---------- PROVIDED TEXT ----------
In his impressive fiction debut, The Alleys of Eden, Butler made much from the fraught silences and intervals between two very life-sized characters. Here, however, in a disappointing second novel, the emphasis is on a clutch of overstated metaphorical situations. Wilson Hand is a private-eye who's been hired by an oil company to go up to the North Slope oil fields and investigate the filching of secret documents concerning production capacities. And, in Alaska, Wilson--who's haunted by his ex-wife's recent suicide and by memories of Vietnam-war torture--encounters two sources of inspiration: Clyde Mazer, a brave, cowboyish bush-pilot; and the cool Marta, with whom Wilson initiates a long, near-wordless sexual relationship that seems predicated almost purely on physical need. But Marta, it turns out, has something to do with the document thefts. So here--and throughout the novel, whether the subject-matter is snow, sex, oil, or madness--Butler constantly underlines his theme: the mysteriousness of need, and the private/public shortage of supply to ever meet that need. And, while grindingly earnest, this message-approach results in a slow-paced, colorless novel--in which scenes follow one another dutifully, without imagination or energy. Something of a setback for a promising writer, reading more like a discarded first novel than a confident second one.
----------
**INSTRUCTIONS FOR THE TASK:** The book review names several subjects through which Butler underlines his theme. List them.
---------- SOURCE DATA ----------
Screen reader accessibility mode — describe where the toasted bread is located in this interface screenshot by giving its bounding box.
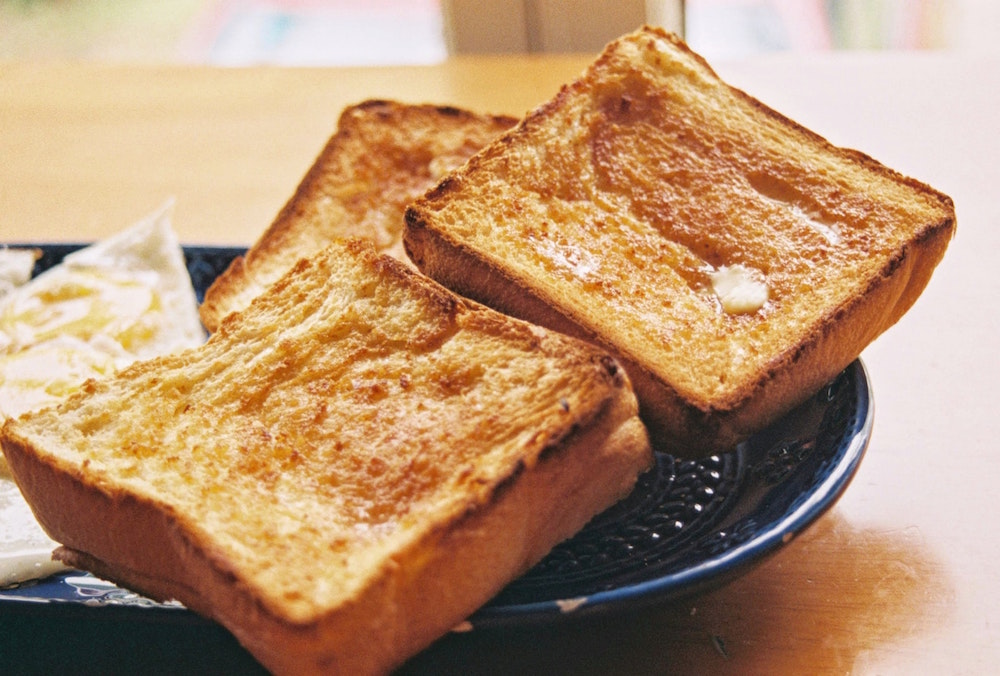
----------
**RESPONSE TO THIS TASK:** Snow, sex, oil, madness